**AIM OF THE EXERCISE**
Examine the records below and count how many lines contain the string "foliage". Give only the number.
○ ○ ○ ○
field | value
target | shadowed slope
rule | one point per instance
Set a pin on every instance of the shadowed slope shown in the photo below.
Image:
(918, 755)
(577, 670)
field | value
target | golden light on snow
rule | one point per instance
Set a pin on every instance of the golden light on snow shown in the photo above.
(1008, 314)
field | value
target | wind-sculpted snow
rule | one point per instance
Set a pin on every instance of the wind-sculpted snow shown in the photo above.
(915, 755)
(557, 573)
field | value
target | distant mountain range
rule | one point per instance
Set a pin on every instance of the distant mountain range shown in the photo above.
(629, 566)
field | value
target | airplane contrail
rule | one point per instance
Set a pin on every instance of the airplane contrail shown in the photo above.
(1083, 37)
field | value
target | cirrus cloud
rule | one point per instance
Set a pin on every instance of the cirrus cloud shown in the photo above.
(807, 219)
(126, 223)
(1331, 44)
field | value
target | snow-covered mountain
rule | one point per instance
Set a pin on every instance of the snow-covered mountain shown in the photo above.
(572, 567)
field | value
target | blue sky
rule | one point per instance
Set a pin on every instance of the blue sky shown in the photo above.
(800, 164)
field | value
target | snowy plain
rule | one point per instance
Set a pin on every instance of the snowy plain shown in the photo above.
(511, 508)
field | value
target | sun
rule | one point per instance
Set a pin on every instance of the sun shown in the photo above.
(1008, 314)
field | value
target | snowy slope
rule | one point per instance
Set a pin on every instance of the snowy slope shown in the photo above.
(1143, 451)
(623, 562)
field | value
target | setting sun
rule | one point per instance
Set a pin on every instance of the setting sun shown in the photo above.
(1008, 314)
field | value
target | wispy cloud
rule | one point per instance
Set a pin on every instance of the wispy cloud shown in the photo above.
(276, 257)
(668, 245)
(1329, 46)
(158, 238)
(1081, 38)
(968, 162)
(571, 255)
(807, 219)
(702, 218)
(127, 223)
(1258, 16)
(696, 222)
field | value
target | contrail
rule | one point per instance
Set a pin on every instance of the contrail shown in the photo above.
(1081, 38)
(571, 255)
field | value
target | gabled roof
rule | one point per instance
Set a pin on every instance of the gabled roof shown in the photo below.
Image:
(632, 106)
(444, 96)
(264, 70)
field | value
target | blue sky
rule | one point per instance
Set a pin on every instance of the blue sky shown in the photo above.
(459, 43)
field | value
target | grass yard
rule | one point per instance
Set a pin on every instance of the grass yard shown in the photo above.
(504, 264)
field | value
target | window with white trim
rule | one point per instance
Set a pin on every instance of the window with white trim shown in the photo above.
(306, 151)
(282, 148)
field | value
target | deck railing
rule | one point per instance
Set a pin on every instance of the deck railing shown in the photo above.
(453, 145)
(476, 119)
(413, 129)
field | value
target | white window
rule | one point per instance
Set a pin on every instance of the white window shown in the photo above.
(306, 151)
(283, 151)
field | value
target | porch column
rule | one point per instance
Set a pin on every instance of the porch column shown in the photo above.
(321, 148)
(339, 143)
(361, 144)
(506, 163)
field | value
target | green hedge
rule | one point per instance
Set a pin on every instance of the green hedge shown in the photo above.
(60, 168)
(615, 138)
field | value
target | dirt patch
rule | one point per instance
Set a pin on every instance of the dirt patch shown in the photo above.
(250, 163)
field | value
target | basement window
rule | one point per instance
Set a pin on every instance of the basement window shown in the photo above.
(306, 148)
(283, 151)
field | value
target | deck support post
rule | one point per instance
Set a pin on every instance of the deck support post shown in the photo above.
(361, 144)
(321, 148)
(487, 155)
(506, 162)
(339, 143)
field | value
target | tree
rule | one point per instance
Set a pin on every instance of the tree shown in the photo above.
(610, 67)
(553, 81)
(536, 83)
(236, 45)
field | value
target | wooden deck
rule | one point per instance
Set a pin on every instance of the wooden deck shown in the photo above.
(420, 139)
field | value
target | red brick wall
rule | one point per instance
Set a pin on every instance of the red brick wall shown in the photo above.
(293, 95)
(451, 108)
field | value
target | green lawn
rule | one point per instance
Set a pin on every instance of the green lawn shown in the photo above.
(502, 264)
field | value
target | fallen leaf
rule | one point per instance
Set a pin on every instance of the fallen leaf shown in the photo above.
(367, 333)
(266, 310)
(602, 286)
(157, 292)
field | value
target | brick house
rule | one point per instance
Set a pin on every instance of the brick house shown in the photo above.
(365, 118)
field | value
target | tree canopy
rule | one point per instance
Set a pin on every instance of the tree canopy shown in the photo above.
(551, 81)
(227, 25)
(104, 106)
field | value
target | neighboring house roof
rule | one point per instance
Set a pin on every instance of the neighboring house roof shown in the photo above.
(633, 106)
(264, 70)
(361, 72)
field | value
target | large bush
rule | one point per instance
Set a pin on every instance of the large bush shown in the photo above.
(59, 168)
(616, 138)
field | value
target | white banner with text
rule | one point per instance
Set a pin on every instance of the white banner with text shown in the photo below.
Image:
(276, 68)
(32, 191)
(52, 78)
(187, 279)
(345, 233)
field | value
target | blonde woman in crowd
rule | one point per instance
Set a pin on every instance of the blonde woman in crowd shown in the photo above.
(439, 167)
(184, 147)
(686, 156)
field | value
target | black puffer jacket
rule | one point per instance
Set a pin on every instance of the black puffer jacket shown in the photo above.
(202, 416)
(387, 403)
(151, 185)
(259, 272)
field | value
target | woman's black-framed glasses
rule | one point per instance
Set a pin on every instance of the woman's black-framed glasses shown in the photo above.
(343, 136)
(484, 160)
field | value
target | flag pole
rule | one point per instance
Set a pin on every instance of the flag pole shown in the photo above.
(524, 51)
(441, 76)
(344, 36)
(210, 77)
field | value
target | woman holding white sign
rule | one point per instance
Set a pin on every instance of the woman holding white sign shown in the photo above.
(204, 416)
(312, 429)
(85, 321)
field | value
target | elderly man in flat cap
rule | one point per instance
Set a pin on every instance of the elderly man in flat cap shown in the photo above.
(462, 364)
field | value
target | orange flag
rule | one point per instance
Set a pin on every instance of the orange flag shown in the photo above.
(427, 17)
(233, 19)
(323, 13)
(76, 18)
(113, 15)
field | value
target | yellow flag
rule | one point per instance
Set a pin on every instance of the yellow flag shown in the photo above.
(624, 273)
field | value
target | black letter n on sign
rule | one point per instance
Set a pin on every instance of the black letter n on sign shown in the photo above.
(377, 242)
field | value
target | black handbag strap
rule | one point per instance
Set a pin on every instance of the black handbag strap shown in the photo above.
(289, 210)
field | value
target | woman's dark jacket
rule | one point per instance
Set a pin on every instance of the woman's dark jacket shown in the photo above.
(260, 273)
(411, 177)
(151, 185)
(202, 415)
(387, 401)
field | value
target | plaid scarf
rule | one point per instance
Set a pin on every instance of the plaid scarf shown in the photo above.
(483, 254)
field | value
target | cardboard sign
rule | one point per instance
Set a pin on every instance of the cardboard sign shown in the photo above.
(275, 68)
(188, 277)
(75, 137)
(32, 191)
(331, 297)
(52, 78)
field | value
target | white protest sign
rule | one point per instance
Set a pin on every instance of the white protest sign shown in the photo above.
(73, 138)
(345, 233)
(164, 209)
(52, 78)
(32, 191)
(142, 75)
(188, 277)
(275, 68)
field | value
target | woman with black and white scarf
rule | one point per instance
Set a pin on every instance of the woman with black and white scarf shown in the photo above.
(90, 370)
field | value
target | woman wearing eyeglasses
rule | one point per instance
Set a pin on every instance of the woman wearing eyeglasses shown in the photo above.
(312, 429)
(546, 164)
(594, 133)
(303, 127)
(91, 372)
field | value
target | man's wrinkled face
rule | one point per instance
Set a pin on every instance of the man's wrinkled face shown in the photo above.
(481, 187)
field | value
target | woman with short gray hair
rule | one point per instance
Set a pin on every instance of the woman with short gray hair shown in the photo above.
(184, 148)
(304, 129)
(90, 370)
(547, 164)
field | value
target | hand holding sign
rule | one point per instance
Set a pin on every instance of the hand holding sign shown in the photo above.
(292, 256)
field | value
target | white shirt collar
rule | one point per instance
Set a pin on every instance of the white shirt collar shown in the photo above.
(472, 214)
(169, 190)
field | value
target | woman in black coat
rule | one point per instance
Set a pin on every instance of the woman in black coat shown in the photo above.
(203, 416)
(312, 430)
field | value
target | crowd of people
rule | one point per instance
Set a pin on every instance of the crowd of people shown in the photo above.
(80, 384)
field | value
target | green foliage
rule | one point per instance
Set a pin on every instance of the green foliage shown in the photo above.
○ ○ ○ ○
**TASK RESPONSE**
2